■ Task requirements: Please retype the data in full, exactly as given.

——————

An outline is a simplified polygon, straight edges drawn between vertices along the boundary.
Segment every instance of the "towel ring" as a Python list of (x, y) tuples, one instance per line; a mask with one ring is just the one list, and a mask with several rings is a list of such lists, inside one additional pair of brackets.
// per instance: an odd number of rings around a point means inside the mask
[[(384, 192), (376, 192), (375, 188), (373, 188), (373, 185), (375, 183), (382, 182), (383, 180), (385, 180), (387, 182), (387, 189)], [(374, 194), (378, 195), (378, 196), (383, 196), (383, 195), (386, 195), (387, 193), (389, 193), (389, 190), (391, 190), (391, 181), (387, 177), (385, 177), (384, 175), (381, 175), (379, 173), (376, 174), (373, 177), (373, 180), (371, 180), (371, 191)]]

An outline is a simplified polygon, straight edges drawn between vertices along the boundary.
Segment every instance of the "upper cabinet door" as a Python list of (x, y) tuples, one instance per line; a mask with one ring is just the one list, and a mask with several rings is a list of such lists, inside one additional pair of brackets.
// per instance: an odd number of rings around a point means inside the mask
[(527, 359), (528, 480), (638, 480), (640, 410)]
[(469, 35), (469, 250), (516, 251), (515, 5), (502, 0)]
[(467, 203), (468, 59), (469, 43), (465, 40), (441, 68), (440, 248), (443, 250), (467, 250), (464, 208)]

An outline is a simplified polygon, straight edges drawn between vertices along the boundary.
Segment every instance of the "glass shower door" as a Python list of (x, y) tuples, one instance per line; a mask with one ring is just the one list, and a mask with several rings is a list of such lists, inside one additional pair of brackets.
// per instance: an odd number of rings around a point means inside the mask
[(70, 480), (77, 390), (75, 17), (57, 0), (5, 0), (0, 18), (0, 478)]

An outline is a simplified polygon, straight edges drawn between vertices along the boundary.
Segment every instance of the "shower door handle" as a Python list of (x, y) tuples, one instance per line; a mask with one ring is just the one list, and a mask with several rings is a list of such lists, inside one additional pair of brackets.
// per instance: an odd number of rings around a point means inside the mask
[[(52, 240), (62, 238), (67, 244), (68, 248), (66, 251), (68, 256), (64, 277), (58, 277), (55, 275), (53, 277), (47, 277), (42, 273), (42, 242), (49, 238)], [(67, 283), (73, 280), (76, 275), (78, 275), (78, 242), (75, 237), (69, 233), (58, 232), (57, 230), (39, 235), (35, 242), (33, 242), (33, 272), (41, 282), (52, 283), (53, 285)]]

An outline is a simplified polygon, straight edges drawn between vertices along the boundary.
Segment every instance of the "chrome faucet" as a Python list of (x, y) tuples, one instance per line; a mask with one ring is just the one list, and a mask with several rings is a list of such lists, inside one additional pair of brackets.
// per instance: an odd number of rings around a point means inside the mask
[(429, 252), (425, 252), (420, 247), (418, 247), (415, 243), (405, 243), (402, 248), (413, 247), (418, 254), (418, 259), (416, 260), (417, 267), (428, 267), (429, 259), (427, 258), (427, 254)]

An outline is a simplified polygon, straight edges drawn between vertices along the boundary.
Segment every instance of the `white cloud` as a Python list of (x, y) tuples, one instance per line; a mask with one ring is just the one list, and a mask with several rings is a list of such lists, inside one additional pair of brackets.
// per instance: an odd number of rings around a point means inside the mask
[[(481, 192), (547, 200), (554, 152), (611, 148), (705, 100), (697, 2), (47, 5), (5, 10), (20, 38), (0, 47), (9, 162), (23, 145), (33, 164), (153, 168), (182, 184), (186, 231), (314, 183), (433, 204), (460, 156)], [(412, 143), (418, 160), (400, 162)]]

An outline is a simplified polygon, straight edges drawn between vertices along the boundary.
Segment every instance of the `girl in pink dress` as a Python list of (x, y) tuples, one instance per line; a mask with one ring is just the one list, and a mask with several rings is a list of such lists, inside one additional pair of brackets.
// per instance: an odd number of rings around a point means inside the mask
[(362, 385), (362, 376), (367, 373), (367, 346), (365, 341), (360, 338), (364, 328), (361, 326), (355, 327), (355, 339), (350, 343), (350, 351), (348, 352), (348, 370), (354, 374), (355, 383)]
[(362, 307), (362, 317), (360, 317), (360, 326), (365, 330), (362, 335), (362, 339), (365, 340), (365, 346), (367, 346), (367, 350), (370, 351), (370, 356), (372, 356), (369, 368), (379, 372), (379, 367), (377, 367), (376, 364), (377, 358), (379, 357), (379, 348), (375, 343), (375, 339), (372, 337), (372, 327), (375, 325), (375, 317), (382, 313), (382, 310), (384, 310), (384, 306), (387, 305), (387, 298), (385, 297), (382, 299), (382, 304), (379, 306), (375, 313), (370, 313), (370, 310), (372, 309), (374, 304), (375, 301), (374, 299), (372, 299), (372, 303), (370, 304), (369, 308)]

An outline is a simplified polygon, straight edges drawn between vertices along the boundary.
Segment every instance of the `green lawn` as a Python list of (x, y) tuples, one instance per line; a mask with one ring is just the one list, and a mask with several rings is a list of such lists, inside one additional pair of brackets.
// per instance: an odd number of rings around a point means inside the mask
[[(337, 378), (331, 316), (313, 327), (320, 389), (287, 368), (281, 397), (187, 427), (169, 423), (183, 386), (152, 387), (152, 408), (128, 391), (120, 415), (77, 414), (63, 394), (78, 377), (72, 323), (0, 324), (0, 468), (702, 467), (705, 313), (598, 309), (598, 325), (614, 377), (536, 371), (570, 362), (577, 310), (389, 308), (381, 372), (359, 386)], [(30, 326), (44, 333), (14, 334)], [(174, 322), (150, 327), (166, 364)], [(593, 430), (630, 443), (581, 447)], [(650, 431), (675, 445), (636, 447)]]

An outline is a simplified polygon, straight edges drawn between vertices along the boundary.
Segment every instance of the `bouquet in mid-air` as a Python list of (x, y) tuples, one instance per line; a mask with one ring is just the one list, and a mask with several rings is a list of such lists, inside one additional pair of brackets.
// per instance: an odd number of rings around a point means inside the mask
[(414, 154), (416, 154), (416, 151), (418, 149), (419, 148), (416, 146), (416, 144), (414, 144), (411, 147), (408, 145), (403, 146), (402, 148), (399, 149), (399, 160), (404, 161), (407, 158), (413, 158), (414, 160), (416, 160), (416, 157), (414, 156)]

——————

■ Exercise answer:
An outline is a simplified polygon, straight edges drawn between vertices along the boundary.
Segment every instance of the "towel ring" as a Python list of (x, y) tuples, one instance per line; a mask with one ring is just the one list, and a mask with several rings is a list of such lists, inside one additional pair of brackets.
// per instance: an odd number of rings around a point means inside the mask
[[(384, 192), (376, 192), (375, 188), (373, 188), (373, 185), (375, 183), (382, 182), (383, 180), (385, 180), (387, 182), (387, 189)], [(374, 194), (378, 195), (378, 196), (383, 196), (383, 195), (386, 195), (387, 193), (389, 193), (389, 190), (391, 190), (391, 181), (387, 177), (385, 177), (384, 175), (381, 175), (379, 173), (376, 174), (373, 177), (373, 180), (371, 180), (371, 191)]]

An outline is a simplified polygon, straight edges drawn between vertices along the boundary.
Segment every instance of the "upper cabinet door" as a Python list of (x, y) tuples, one instance per line; a mask with one ring is just the one list, and a mask with several rings is a list of such lists, inside one additional pair of brackets.
// per instance: an odd number of rings around a point means inside the mask
[(527, 359), (528, 480), (638, 480), (640, 410)]
[(469, 35), (469, 250), (516, 251), (515, 5), (502, 0)]
[(467, 203), (468, 59), (469, 43), (465, 40), (441, 68), (440, 248), (443, 250), (467, 250), (464, 208)]

An outline is a simplified polygon, straight edges drawn between vertices along the boundary.
Segment every instance of the "glass shower door" as a Python list of (x, y) tuples, one instance per line; a mask with one ring is just the one list, and a mask with several rings is a list of such lists, inside one additional pair of brackets.
// per instance: an odd number of rings around a point means inside the mask
[(70, 480), (77, 390), (75, 17), (57, 0), (5, 0), (0, 18), (0, 478)]

An outline is a simplified polygon, straight edges drawn between vertices along the boundary.
Segment every instance of the "shower door handle" as a Python list of (x, y) tuples, one instance per line; a mask with one ring is just the one list, and a mask with several rings is a list of such lists, inside one additional pair of brackets.
// per instance: an odd number of rings around a point means inside the mask
[[(52, 240), (62, 238), (67, 244), (68, 248), (66, 251), (68, 256), (64, 277), (58, 277), (55, 275), (53, 277), (47, 277), (42, 273), (42, 242), (49, 238)], [(67, 283), (73, 280), (76, 275), (78, 275), (78, 242), (75, 237), (69, 233), (58, 232), (57, 230), (39, 235), (35, 242), (33, 242), (33, 272), (41, 282), (52, 283), (53, 285)]]

An outline is a simplified polygon, straight edges drawn between vertices along the boundary.
Segment every instance of the "chrome faucet" as a Python list of (x, y) tuples, one instance per line; a mask with one ring is just the one list, and a mask with several rings is a list of such lists, inside one additional pair of brackets.
// per instance: an odd number of rings around a point means inside the mask
[(429, 252), (425, 252), (420, 247), (418, 247), (415, 243), (405, 243), (402, 248), (413, 247), (418, 254), (418, 259), (416, 260), (417, 267), (428, 267), (429, 259), (427, 258), (427, 254)]

An outline is a simplified polygon, straight edges drawn between vertices along the boundary.
Segment every instance of the `white cloud` as a Python list of (x, y) tuples, one instance per line; a mask with one ring is just the one list, and a mask with several rings is a list of such lists, inside one additional pair of brackets.
// per instance: an odd number of rings around a point means inside the mask
[[(481, 192), (547, 200), (554, 152), (611, 148), (705, 100), (697, 2), (47, 5), (5, 10), (20, 38), (0, 47), (9, 162), (23, 145), (33, 164), (153, 168), (182, 184), (186, 231), (314, 183), (433, 204), (460, 156)], [(412, 143), (418, 160), (400, 162)]]

An outline is a simplified polygon, straight edges drawn between vertices along the boundary.
Segment every instance of the `girl in pink dress` as a Python list of (x, y) tuples, one instance per line; a mask with one ring is just the one list, and a mask with several rings is a list of such lists, inside one additional pair of brackets.
// per instance: an odd number of rings around a point means inside the mask
[(362, 385), (362, 376), (367, 373), (367, 346), (365, 341), (360, 338), (364, 328), (361, 326), (355, 327), (355, 339), (350, 343), (350, 351), (348, 352), (348, 370), (354, 374), (355, 383)]
[(362, 307), (362, 317), (360, 317), (360, 326), (365, 330), (362, 335), (362, 339), (365, 340), (365, 346), (367, 346), (367, 350), (370, 351), (370, 356), (372, 356), (369, 368), (379, 372), (379, 367), (377, 367), (376, 364), (377, 358), (379, 357), (379, 348), (375, 343), (375, 339), (372, 337), (372, 327), (375, 325), (375, 317), (382, 313), (382, 310), (384, 310), (384, 306), (387, 305), (387, 298), (385, 297), (382, 299), (382, 304), (379, 306), (375, 313), (370, 313), (370, 310), (372, 309), (374, 304), (375, 301), (374, 299), (372, 299), (372, 303), (370, 304), (369, 308)]

An outline is a simplified polygon, straight edges drawn between vertices along the boundary.
Segment every instance of the `green lawn` as a Python list of (x, y) tuples, one instance per line; a mask with one ring is just the one list, and a mask with several rings is a list of such lists, inside one additional pair of brackets.
// per instance: an odd number of rings around a point means inside the mask
[[(337, 378), (331, 316), (313, 327), (320, 389), (287, 368), (281, 397), (187, 427), (169, 423), (183, 386), (152, 387), (152, 408), (128, 391), (120, 415), (77, 414), (63, 394), (78, 377), (72, 323), (0, 324), (0, 468), (702, 467), (705, 313), (598, 309), (598, 325), (614, 377), (536, 371), (570, 362), (577, 310), (389, 308), (381, 372), (359, 386)], [(30, 326), (44, 333), (14, 334)], [(174, 322), (150, 327), (166, 364)], [(593, 430), (630, 443), (581, 447)], [(650, 431), (675, 445), (636, 447)]]

An outline is a simplified polygon, straight edges drawn between vertices along the boundary.
Segment every instance of the `bouquet in mid-air` as a Python list of (x, y) tuples, one instance per line; a mask with one ring is just the one list, and a mask with several rings is a list of such lists, inside one additional pair of brackets.
// per instance: an odd number of rings around a point means inside the mask
[(414, 154), (416, 154), (416, 151), (418, 149), (419, 148), (416, 146), (416, 144), (414, 144), (411, 147), (408, 145), (403, 146), (402, 148), (399, 149), (399, 160), (404, 161), (407, 158), (413, 158), (414, 160), (416, 160), (416, 157), (414, 156)]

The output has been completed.